**PASSAGE SHOWN:**
====

The stock fell 4 percent in intra-day deals on Tuesday to hit its all-time low of ₹331.60. Over the past five trading sessions, the stock has lost 11.5 percent of its value.
Delhivery was listed on the exchanges on May 24, 2022, at ₹495.2, against the issue price of ₹487. Since hitting its record high of ₹708.45 on July 21, the stock has been constantly declining. The scrip has tanked 53 percent from its all-time high, hit in July and 32 percent from its listing price.
Five reasons to BUY Delhivery according to ICICI Securities:
1) Lowest cost structure compared to peers across first-mile, mid-mile and last-mile logistics in express parcel business is a competitive edge in a cost-sensitive market.
2) Technology and trust moat should strengthen its dominant share in niche segments such as secured delivery.
3) Hands-on management ensures agile decision-making and timely intervention during exception handling.
4) Strong balance sheet should help sustain investments through periods of tight liquidity.
5) Uncharacteristically high (compared to peers) brand recall among end-users could make it a key beneficiary of open-ended B2B e-commerce marketplaces.
What went wrong?
"Delhivery’s share price has corrected by over 50 percent from peak levels of Jul’22, given the concerns around the sustainability of revenue growth and path to profitability. Revenue growth concerns are centered around slowing of growth in the express parcel segment (e-commerce) and sharp decline in volumes in the partial truckload (PTL) segment post the integration of ‘Spoton’ which was acquired in FY22," said the brokerage.
The path to profitability was in question as the company reverted to negative adjusted EBITDA in Q1/Q2FY23 after two-quarters of positive EBITDA in Q3/Q4FY22, it said.
Bull and bear case
The brokerage has envisaged an upside scenario where the stock re-rates to ₹620, indicating an upside potential of 87 percent if revenue growth recovery in the express parcel and PTL segments are higher than estimates.

====

**EXERCISE SET:**
**A.** List every rupee (₹) price that appears in the passage on Delhivery's stock.
**B.** Transcribe the section of the passage on Delhivery's stock that begins at the words "5) Uncharacteristically high" and ends after the words "What went wrong?".

[Labeled-object pointing entries]
====

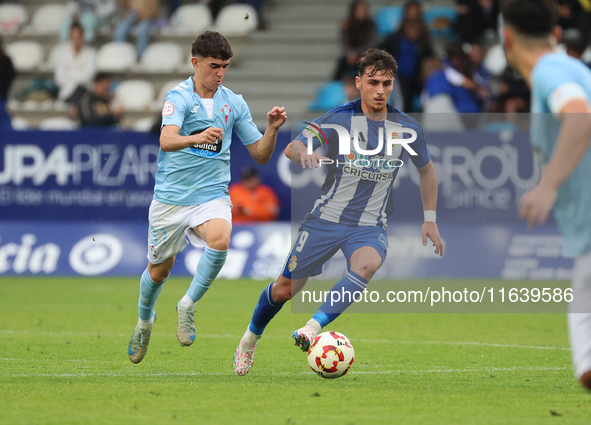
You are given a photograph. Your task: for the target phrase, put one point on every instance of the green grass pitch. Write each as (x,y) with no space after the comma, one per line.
(63,360)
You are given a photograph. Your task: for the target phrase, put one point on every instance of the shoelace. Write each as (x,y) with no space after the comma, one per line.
(187,319)
(142,336)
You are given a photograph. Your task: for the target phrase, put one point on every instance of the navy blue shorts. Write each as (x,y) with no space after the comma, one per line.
(318,240)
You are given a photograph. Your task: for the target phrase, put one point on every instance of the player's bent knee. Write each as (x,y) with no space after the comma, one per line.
(281,291)
(586,380)
(159,275)
(220,242)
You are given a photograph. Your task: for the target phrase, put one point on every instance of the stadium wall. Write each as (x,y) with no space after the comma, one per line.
(75,203)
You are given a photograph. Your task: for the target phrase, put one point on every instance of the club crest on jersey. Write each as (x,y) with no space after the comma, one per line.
(226,110)
(168,109)
(293,263)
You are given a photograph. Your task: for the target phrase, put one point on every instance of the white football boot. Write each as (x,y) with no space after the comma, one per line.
(244,354)
(305,336)
(185,325)
(138,345)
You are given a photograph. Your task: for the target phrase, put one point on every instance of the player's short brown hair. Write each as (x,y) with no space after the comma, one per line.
(374,60)
(211,44)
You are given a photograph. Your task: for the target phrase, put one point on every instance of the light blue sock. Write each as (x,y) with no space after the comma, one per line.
(348,288)
(208,268)
(149,291)
(264,311)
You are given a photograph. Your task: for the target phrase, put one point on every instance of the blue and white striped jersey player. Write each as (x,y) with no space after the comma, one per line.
(352,212)
(191,197)
(560,134)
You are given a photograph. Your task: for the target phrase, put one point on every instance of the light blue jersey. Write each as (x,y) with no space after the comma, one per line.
(556,80)
(193,176)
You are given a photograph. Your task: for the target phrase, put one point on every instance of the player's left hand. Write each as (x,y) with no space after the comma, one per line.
(431,231)
(536,204)
(276,116)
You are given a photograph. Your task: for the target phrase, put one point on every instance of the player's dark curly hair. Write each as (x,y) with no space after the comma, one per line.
(534,18)
(376,60)
(211,44)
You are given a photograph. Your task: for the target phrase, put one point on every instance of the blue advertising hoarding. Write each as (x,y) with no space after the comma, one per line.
(259,251)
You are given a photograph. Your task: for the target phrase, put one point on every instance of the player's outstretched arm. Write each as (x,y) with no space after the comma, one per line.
(262,150)
(428,187)
(571,147)
(172,141)
(298,153)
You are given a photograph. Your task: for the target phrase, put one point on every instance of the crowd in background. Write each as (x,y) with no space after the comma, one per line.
(435,74)
(457,73)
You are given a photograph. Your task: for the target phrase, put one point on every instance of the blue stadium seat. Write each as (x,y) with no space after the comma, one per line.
(436,18)
(329,96)
(388,19)
(498,126)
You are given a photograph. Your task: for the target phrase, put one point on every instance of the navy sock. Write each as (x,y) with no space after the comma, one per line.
(264,311)
(348,288)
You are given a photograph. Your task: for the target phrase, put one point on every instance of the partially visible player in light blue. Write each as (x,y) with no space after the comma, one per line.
(560,134)
(191,197)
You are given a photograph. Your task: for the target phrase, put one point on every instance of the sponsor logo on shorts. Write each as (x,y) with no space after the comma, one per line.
(293,263)
(153,252)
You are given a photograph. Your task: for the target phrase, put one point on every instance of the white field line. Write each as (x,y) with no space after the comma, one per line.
(373,341)
(188,374)
(484,344)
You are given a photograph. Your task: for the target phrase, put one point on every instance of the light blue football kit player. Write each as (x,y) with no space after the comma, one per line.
(561,135)
(191,198)
(352,213)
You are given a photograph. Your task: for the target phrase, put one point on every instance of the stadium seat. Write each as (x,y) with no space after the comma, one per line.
(116,57)
(387,19)
(25,55)
(169,85)
(232,21)
(161,57)
(12,17)
(440,114)
(135,95)
(19,123)
(190,19)
(499,126)
(440,20)
(47,19)
(495,60)
(329,96)
(58,124)
(55,54)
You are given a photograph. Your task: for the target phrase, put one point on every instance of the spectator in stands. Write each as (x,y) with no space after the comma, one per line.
(139,16)
(410,45)
(358,34)
(251,200)
(514,95)
(93,108)
(7,74)
(91,14)
(76,66)
(575,15)
(475,17)
(575,50)
(456,78)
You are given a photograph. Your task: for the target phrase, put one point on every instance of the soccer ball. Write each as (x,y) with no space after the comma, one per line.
(331,355)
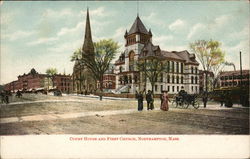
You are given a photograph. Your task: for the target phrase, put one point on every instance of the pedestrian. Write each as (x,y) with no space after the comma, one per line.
(165,100)
(150,100)
(139,97)
(222,96)
(6,97)
(205,98)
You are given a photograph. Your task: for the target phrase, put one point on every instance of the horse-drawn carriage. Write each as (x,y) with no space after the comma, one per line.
(184,100)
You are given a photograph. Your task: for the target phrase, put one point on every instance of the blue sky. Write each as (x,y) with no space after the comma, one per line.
(45,34)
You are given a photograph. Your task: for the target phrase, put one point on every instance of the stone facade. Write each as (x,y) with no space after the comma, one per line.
(34,81)
(82,79)
(183,67)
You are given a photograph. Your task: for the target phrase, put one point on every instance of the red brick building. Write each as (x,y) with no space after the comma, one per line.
(233,78)
(33,81)
(202,80)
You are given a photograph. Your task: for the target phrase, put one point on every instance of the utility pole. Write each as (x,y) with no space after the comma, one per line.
(240,70)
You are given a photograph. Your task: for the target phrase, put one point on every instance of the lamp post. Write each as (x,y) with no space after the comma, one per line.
(240,70)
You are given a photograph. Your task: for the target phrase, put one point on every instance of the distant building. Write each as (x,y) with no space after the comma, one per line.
(202,80)
(182,72)
(33,81)
(82,79)
(108,80)
(233,78)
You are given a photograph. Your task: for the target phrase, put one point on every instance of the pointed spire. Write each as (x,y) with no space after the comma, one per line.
(150,33)
(88,47)
(126,33)
(138,27)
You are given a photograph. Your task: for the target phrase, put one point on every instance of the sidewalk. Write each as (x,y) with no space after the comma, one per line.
(65,116)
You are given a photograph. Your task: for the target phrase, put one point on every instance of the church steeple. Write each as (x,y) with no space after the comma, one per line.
(88,47)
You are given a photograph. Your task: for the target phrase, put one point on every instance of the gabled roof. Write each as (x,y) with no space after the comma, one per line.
(138,27)
(189,58)
(151,51)
(181,55)
(170,55)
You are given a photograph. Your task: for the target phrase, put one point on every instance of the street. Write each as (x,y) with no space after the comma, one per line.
(71,114)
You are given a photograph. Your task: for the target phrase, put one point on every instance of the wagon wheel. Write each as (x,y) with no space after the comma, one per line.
(186,104)
(196,105)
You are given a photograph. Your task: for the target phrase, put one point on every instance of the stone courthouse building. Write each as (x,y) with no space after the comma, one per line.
(182,66)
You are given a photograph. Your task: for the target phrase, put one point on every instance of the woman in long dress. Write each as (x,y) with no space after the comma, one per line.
(165,100)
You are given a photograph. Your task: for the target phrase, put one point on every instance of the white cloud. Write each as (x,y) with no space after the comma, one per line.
(152,18)
(232,54)
(77,28)
(197,28)
(244,33)
(43,40)
(18,35)
(96,12)
(6,17)
(66,47)
(57,13)
(119,33)
(221,20)
(162,39)
(177,25)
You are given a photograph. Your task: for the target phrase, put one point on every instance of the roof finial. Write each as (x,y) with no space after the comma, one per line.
(137,8)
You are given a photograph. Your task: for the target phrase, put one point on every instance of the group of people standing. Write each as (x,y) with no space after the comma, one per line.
(150,100)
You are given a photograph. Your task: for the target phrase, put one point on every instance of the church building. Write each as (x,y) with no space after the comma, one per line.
(182,69)
(82,79)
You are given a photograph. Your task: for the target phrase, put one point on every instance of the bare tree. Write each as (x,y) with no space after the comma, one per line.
(151,68)
(210,56)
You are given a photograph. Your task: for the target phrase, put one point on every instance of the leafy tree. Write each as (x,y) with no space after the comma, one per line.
(151,68)
(51,72)
(210,56)
(105,51)
(76,55)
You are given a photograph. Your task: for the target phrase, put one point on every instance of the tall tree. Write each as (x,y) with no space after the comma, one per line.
(51,72)
(76,55)
(105,51)
(209,54)
(151,69)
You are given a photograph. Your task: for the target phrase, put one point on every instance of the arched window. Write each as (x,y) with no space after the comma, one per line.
(120,68)
(135,78)
(125,79)
(172,79)
(172,66)
(168,66)
(177,67)
(131,60)
(130,79)
(182,69)
(161,77)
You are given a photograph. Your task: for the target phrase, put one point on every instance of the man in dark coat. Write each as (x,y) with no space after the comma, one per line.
(150,100)
(139,97)
(205,98)
(222,98)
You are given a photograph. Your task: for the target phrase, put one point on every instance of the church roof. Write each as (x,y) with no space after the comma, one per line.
(180,55)
(88,46)
(138,27)
(150,50)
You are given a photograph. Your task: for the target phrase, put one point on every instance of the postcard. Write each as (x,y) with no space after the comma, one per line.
(124,79)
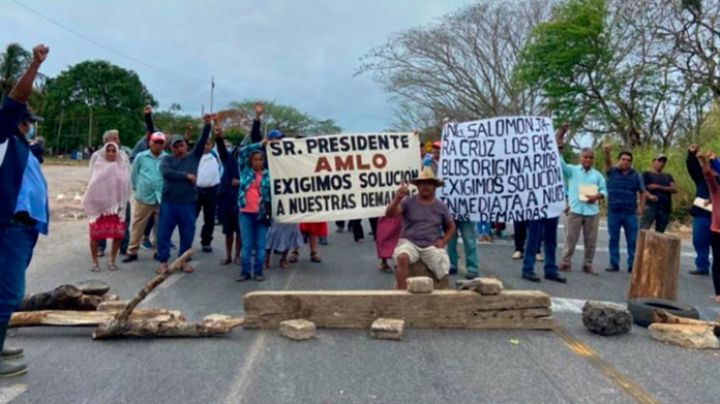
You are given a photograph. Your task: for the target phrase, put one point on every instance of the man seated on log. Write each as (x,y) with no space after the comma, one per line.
(421,238)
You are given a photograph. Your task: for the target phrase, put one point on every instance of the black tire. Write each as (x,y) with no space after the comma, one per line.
(642,309)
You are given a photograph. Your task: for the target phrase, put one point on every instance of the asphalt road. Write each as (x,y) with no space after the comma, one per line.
(427,366)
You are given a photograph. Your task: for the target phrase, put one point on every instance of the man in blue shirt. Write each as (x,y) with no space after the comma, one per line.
(23,202)
(624,184)
(586,187)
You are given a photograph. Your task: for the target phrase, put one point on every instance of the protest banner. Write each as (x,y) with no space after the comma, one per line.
(501,170)
(339,177)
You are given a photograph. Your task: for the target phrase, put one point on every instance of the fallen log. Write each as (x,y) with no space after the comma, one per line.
(212,325)
(63,297)
(69,318)
(439,309)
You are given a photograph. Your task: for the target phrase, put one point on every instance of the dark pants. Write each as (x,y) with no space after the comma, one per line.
(520,236)
(715,244)
(207,202)
(102,244)
(357,229)
(701,242)
(254,235)
(181,215)
(627,221)
(546,229)
(17,242)
(659,215)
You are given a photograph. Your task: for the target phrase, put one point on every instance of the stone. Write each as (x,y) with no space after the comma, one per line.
(606,319)
(420,284)
(484,286)
(298,330)
(387,328)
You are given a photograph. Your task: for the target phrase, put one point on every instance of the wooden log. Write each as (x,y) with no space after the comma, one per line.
(655,274)
(63,297)
(69,318)
(440,309)
(697,336)
(212,325)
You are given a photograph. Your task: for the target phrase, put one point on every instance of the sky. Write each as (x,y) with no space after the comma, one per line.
(302,53)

====

**RESPONSES PER TASK:**
**A.** ₹331.60, ₹495.2, ₹487, ₹708.45, ₹620

**B.**
5) Uncharacteristically high (compared to peers) brand recall among end-users could make it a key beneficiary of open-ended B2B e-commerce marketplaces.
What went wrong?